DEINE AUFGABEN
1/ Entnimm dem Text über die Nikotinsäure-Studien die Passage wortgetreu, beginnend mit „Ärzte Zeitung: Diskreditieren“ und fortlaufend bis einschließlich „um studienmethodische Probleme?“.
2/ Beantworte anhand des Textes über die Nikotinsäure-Studien diese Fragen:
(a) Welche zusätzliche Risikoreduktion wurde in der AIM-HIGH-Studie von der Nikotinsäure erwartet?
(b) Wie viel Prozent Schlaganfälle traten bis zum Studienabbruch in der Niacin-Gruppe auf?
(c) Wie viele Patienten sind in die HPS2-THRIVE-Studie bereits eingeschlossen?

QUELLTEXT

Hierbei wurde zusätzlich zu einer aggressiven LDL-Senkung auf Werte zwischen 40 und 80 mg / dl bei allen Patienten eine weitere Risikoreduktion von 25 Prozent durch Nikotinsäure erwartet.  Diese vermutlich unrealistische Erwartung scheint sich nicht erfüllt zu haben. Die AIM-HIGH-Studie wurde nun aufgrund fehlender Überlegenheit der Nikotinsäure gegenüber Placebo abgebrochen.

Neben einer Erhöhung des HDL liegt der potentielle Wert von Nikotinsäure in einer Absenkung des LDL-C, von der auf diesem niedrigen LDL-Ausgangsniveau kein relevanter Zusatznutzen zu erwarten ist. Überraschenderweise traten in der Niacin-Gruppe bis zum Abbruch der Studie mehr Schlaganfälle auf (1,6 Prozent) als in der Vergleichsgruppe (0,7 Prozent). Ein Drittel dieser Ereignisse trat offenbar erst auf, nachdem die Patienten das Niacin bereits abgesetzt hatten.

Nikotinsäure ist bereits seit Jahrzehnten im Einsatz, bisherige Studien hatten keinen Hinweis auf eine erhöhte Schlaganfall-Rate erbracht. Insgesamt ist eine seriöse Beurteilung von der AIM-HIGH-Studie aufgrund der noch fehlenden genaueren Informationen aktuell schwierig. Eine andere noch laufende Studie mit Nikotinsäure, die HPS2-THRIVE-Studie, hat mit 25.000 bereits eingeschlossenen Patienten mehr als siebenmal soviel Teilnehmer wie die AIM-HIGH-Studie.

Die HPS2-THRIVE-Studie läuft planmäßig und wird wichtige Fragen zur Wirksamkeit von Nikotinsäure zusätzlich zu Statinen beantworten.

Koronare Plaque im Radiofrequenz-Ultraschall: nekrotisches (rot), fibrotisches (grün) und kalkhaltiges (weiß) Gewebe.

Koronare Plaque im Radiofrequenz-Ultraschall: nekrotisches (rot), fibrotisches (grün) und kalkhaltiges (weiß) Gewebe.

© Dr. A. König / AG IVUS

Ärzte Zeitung: Diskreditieren die bisherigen Misserfolge grundsätzlich die HDL-Erhöhung als therapeutischen Ansatz oder handelt es sich um Probleme spezifischer Therapien oder auch um studienmethodische Probleme?

ZU PRÜFENDE DATEN
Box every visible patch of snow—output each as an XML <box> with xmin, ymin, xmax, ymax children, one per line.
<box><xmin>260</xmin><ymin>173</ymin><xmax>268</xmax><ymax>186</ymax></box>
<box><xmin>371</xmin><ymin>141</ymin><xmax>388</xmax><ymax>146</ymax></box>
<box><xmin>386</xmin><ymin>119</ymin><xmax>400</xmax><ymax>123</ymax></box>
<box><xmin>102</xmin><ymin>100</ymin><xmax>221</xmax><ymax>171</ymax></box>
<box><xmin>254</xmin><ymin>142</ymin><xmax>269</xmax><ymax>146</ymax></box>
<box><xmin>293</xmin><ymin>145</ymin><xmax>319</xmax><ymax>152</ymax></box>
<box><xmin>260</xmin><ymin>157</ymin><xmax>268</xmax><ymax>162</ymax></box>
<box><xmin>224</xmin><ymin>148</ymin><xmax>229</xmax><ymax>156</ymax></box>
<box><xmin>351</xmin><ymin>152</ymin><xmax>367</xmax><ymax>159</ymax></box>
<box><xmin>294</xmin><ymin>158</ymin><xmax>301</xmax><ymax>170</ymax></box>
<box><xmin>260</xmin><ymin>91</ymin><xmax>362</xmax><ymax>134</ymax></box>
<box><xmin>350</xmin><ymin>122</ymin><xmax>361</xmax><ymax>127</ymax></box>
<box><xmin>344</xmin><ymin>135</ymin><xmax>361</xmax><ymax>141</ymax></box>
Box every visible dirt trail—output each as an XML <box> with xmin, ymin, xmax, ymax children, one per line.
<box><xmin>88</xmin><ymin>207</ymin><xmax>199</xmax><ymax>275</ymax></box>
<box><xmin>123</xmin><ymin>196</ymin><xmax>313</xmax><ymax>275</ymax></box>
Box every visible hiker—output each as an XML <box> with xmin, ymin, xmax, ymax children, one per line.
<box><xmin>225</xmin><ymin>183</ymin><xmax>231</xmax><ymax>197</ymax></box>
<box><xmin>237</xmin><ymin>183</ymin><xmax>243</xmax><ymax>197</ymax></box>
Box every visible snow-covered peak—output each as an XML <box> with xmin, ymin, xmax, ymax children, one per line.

ERGEBNISSE JE AUFGABE
1/
Ärzte Zeitung: Diskreditieren die bisherigen Misserfolge grundsätzlich die HDL-Erhöhung als therapeutischen Ansatz oder handelt es sich um Probleme spezifischer Therapien oder auch um studienmethodische Probleme?

2/
(a) 25 Prozent
(b) 1,6 Prozent
(c) 25.000